*Text:*

* * *

What is HTD?
No, it is not a cellphone manufacturer………..or an STD. It’s Hair Texture Discrimination.
Last week, I was deeply troubled by something I saw going viral on Instagram and Facebook. It was a meme showing the “difference” in natural hair textures. (pictured below)
As a woman who wears her hair natural, I was disturbed that this discrimination continues to perpetuate itself in the black community. There is no question that black women have always experienced a sort of difficulty when it comes to our hair.
Let’s rip the band-aid off!
If you are of the Negroid race, that is, having ancestry from the continent of Africa, chances are your hair texture will be super curly, coiled, and thick. So there, the cat is out of the bag. Black people do not possess naturally straight hair, in case you did not know!!!
Years ago, I was so excited when I saw the movement of black women going natural, embracing their God-given textures, and putting down the poisonous chemicals. I had to follow suit!
The love/hate relationship black women have with their hair was born out of decades of rejection by SOME white people who have not particularly enjoyed our dose of beauty.
We have been told for so long that our “nappy hair”, wide noses, dark skin, and curvy bodies are not the ideal standard of beauty and so with that, we have made leaps and bounds to change our appearance.

* * *

*Entries provided:*
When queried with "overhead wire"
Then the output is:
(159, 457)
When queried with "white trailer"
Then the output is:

* * *

*Exercise requirements:*
1: Summarize the text on hair texture discrimination in two sentences.
2: Answer these questions using the text on hair texture discrimination:
(a) What does HTD stand for?
(b) On which two platforms was the meme going viral?
(c) What hair texture does the text say people with ancestry from Africa are likely to have?
3: Copy the part of the text on hair texture discrimination that opens with the words "Last week, I" and closes with "the band-aid off!".
The entries play no part in this work.

*Answer section:*
1: The text explains that HTD stands for Hair Texture Discrimination and that the writer, who wears her hair natural, was troubled by a viral meme showing the "difference" in natural hair textures. It traces black women's love/hate relationship with their hair to decades of rejection by some white people and to being told that features such as "nappy hair" are not the ideal standard of beauty.

2:
(a) Hair Texture Discrimination.
(b) Instagram and Facebook.
(c) Super curly, coiled, and thick.

3:
Last week, I was deeply troubled by something I saw going viral on Instagram and Facebook. It was a meme showing the “difference” in natural hair textures. (pictured below)
As a woman who wears her hair natural, I was disturbed that this discrimination continues to perpetuate itself in the black community. There is no question that black women have always experienced a sort of difficulty when it comes to our hair.
Let’s rip the band-aid off!